**Apply what you read**.
a. From the Passaic River settlement release, reproduce word for word the part that opens with the words containing "A group of more" and closes with "in the country.".
b. Condense the paragraph of the Passaic River settlement release that begins "Under the terms of the settlement" into a short bulleted list that keeps its main facts.

**Text for analysis**.
EPA-devised Allocation Assigns 99.9% of Responsibility for Passaic River Contamination to Occidental Chemical Corporation

Group of companies reaches historic agreement with the United States to help resolve longstanding Passaic River Superfund case

Published on December 17, 2022

A group of more than 80 private and publicly-traded companies, most of whom are members of the so-called “Small Parties Group (SPG),” has reached a landmark agreement with the U.S. Environmental Protection Agency (EPA) to help fund cleanup of the Lower Passaic River in northern New Jersey, which is part of one of the largest and most contaminated Superfund sites in the country.

The SPG is comprised of parties that the U.S. alleges are minor contributors of contaminants to the Lower Passaic River. The settlement between the U.S. and these parties was predicated on the results of an EPA-sponsored allocation that found Occidental Chemical Corporation bears more than 99.9 percent of the responsibility for cleaning up the Lower Passaic River, which recent estimates suggest will cost nearly $2 billion. Occidental refused to participate in the EPA-sponsored allocation.

Instead of cooperating with the government and fulfilling its obligation to protect public health and the environment, Occidental opted to litigate the issue in separate judicial proceedings. In so doing, Occidental is attempting to escape accountability and shift responsibility for funding the cleanup to parties who had only minor roles in the River’s contamination.

The EPA settlement announced today marks a milestone in the River’s cleanup. For decades, Occidental’s corporate predecessors Diamond Alkali and Diamond Shamrock treated the Passaic River as their own personal sewer. Process wastes and off-spec product generated from the manufacture of the extremely toxic Vietnam-era defoliant Agent Orange at Diamond’s Lister Avenue plant in Newark were intentionally and illegally dumped straight into the River.

The Diamond Alkali Superfund Site was among the very first in history to be designated by EPA as a Superfund site for inclusion on the National Priorities List in 1984, following the discovery of 2,3,7,8-tetrachlorodibenzo-p-dioxin (2,3,7,8-TCDD) in sediment at and adjacent to Diamond’s Lister Avenue facility. A known byproduct of the manufacture of Agent Orange, 2,3,7,8-TCDD is one of the most toxic substances known to science.

EPA has attributed virtually all of the 2,3,7,8-TCDD present in Lower Passaic River sediments to Diamond’s former operations at the Lister Avenue facility. Several other hazardous substances found in River sediments have also been linked to former operations at the Lister Avenue facility, including DDT and other pesticides.

Under the terms of the settlement, in addition to the monies already spent to investigate and remediate portions of the River, the group of company parties has collectively agreed to pay $150 million to settle their purported liability stemming from historical contamination present in a 17-mile stretch of the Lower Passaic River between Dundee Dam and its confluence with Newark Bay. This settlement will help fund the remedies EPA has selected for the Lower Passaic River, all the while ensuring that cleanup efforts will not be unreasonably delayed any further by litigation.

**Material supplied**.
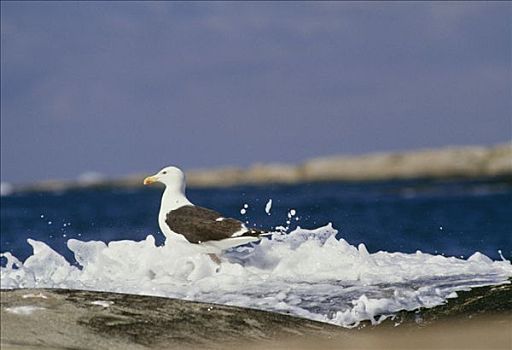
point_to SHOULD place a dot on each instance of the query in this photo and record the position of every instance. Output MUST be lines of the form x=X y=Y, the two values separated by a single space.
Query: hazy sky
x=129 y=87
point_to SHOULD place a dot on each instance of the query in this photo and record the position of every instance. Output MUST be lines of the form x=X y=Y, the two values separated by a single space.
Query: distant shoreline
x=440 y=163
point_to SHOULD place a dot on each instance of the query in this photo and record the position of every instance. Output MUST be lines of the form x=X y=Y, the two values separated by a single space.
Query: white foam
x=308 y=273
x=24 y=310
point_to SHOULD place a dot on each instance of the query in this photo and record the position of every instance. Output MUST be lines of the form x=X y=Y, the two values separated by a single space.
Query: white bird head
x=173 y=178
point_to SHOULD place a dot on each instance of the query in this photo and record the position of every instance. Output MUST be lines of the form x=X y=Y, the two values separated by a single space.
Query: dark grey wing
x=199 y=224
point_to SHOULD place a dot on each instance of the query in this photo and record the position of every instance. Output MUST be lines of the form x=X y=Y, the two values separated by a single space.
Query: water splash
x=307 y=273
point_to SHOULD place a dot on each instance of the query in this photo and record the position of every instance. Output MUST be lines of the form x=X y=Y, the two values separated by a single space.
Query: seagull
x=180 y=219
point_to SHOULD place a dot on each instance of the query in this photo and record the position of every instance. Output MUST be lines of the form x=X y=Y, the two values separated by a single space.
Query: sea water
x=339 y=252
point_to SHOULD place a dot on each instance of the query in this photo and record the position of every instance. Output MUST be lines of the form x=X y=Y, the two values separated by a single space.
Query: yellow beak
x=149 y=180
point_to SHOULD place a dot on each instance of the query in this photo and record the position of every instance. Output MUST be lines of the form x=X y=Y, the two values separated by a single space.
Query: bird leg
x=214 y=258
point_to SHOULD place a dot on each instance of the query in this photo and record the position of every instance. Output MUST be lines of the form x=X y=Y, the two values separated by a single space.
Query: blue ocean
x=351 y=251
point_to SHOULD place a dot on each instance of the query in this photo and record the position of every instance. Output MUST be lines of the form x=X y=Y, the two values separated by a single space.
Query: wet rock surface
x=85 y=319
x=73 y=319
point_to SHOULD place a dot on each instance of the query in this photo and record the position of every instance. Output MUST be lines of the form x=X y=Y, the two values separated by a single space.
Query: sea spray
x=307 y=273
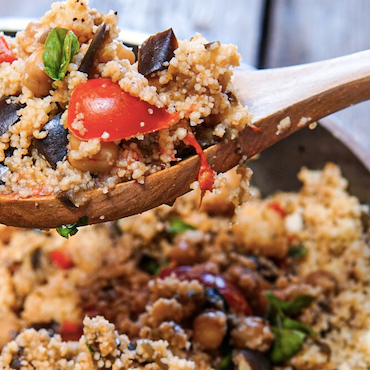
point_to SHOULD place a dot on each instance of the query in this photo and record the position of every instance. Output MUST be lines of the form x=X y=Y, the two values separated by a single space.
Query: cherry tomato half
x=109 y=113
x=6 y=55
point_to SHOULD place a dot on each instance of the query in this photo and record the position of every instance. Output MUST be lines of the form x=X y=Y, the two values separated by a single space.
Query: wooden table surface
x=269 y=33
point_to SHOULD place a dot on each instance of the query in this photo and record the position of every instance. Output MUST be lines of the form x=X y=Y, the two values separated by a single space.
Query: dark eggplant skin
x=3 y=169
x=98 y=41
x=8 y=114
x=155 y=51
x=256 y=360
x=53 y=146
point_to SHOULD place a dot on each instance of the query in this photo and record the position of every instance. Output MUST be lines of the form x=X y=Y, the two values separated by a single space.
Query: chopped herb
x=286 y=344
x=290 y=308
x=89 y=348
x=297 y=251
x=289 y=334
x=178 y=226
x=71 y=229
x=60 y=46
x=216 y=300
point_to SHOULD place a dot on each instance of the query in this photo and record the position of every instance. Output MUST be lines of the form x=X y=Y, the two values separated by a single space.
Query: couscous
x=284 y=285
x=79 y=112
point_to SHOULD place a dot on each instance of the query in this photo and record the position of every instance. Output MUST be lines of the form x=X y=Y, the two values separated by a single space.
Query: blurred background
x=269 y=33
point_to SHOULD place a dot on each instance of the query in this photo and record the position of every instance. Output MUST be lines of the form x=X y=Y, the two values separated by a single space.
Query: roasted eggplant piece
x=53 y=146
x=155 y=51
x=256 y=360
x=98 y=41
x=3 y=169
x=8 y=114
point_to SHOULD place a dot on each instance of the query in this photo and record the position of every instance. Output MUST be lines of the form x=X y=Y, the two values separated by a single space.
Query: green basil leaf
x=296 y=325
x=297 y=251
x=70 y=48
x=178 y=226
x=290 y=308
x=89 y=348
x=286 y=344
x=72 y=229
x=60 y=46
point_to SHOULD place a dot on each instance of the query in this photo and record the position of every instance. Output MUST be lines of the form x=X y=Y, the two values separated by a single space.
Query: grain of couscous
x=286 y=287
x=94 y=116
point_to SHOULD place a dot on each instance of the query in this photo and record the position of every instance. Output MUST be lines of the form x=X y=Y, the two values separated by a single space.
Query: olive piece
x=97 y=42
x=8 y=114
x=53 y=146
x=155 y=51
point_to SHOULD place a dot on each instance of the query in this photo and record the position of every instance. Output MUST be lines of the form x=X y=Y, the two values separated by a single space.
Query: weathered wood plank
x=234 y=21
x=306 y=31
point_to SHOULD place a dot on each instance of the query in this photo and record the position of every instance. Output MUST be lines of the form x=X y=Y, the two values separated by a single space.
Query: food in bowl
x=78 y=112
x=282 y=286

**Answers for the exercise**.
a.
A group of more than 80 private and publicly-traded companies, most of whom are members of the so-called “Small Parties Group (SPG),” has reached a landmark agreement with the U.S. Environmental Protection Agency (EPA) to help fund cleanup of the Lower Passaic River in northern New Jersey, which is part of one of the largest and most contaminated Superfund sites in the country.

b.
- The group of company parties will collectively pay $150 million. This is in addition to money already spent to investigate and remediate portions of the River.
- The payment settles their purported liability for historical contamination in a 17-mile stretch of the Lower Passaic River, between Dundee Dam and its confluence with Newark Bay.
- The settlement will help fund the remedies EPA has selected for the Lower Passaic River.
- The settlement also ensures that litigation will not unreasonably delay cleanup efforts any further.